## TASK DIRECTIONS
Report each line in the listing below that contains the word "vegetation", copying every such line in full.

## EXCERPTED RECORDS
<<<<

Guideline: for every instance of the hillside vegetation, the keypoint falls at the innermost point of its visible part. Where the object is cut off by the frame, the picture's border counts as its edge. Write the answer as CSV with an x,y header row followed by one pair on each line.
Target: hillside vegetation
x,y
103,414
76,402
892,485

>>>>

## WRITTEN SOLUTION
Guideline: for every instance of the hillside vegetation, the keypoint falls at the innermost point of its visible part. Where the object is cut off by the frame, the picture's border counts as its edge. Write the answer as CSV with an x,y header row followed by one pair on each line.
Target: hillside vegetation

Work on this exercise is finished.